TASK OBJECTIVE:
In the data below, find each line carrying the string "soil" and copy it out.

WORKING DATA:

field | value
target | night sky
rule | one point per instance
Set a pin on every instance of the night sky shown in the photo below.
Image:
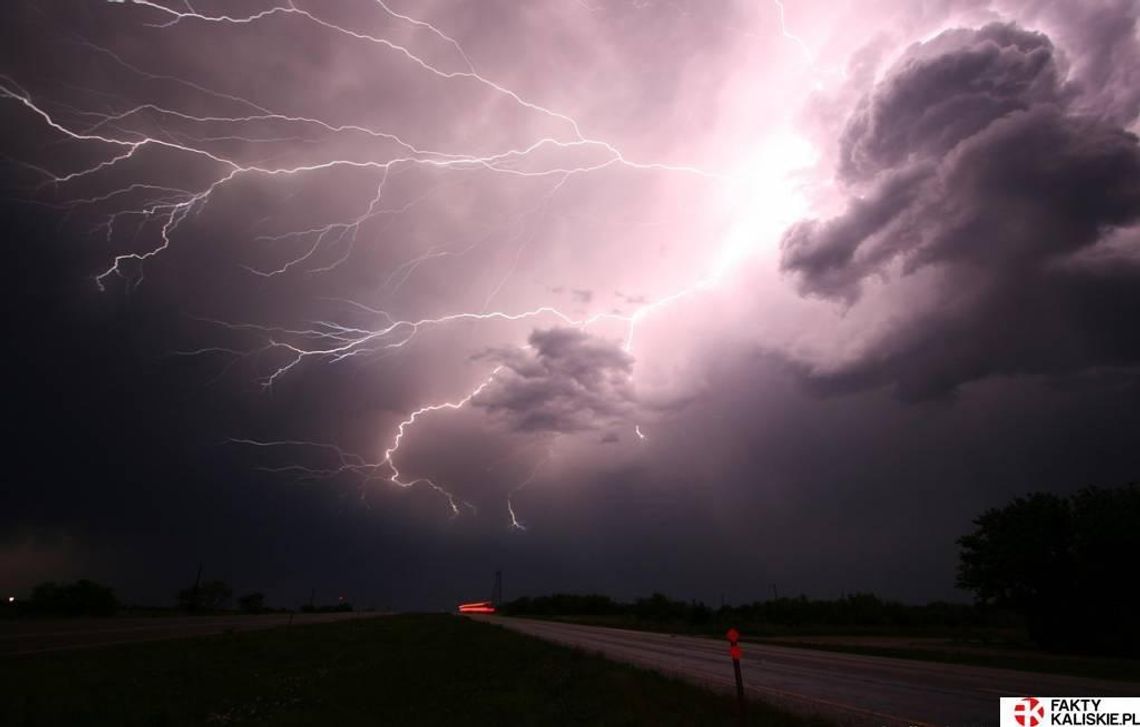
(682, 295)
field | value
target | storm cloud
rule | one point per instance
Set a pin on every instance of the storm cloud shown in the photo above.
(566, 381)
(975, 161)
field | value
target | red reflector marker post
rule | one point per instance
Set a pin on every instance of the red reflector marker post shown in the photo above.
(735, 652)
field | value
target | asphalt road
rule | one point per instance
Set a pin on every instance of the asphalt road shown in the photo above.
(843, 687)
(33, 637)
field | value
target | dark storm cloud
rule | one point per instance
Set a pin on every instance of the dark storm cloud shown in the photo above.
(976, 161)
(566, 381)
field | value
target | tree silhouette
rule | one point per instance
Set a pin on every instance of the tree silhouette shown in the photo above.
(1066, 564)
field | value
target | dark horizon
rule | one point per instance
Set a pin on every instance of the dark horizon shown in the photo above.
(852, 282)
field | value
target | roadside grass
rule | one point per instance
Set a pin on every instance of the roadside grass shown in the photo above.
(429, 669)
(977, 647)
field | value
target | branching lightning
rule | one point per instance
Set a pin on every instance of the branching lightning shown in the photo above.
(325, 341)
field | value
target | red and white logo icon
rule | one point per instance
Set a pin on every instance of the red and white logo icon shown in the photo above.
(1028, 711)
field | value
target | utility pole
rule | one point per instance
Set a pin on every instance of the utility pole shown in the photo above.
(194, 593)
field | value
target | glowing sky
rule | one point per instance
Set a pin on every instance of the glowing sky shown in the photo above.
(612, 295)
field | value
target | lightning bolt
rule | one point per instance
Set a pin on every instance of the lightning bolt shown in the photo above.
(119, 131)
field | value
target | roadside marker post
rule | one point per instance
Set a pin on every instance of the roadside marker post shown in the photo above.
(735, 652)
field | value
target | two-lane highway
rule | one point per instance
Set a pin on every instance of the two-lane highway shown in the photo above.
(845, 687)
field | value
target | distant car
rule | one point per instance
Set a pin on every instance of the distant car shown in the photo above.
(481, 606)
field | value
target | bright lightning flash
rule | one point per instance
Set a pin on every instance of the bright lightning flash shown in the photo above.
(548, 158)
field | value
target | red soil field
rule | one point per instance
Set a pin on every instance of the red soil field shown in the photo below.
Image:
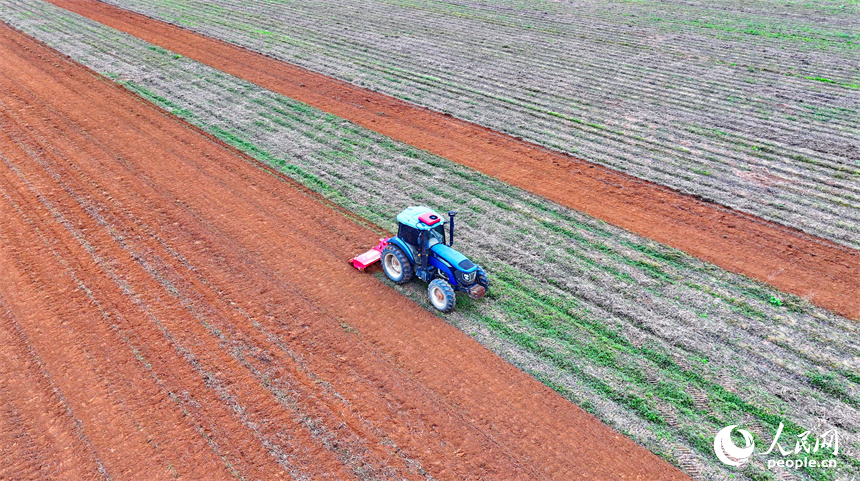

PROBLEM SOLUTION:
target | red soil field
Set a pin on every instance of the red soil field shown in the photo below.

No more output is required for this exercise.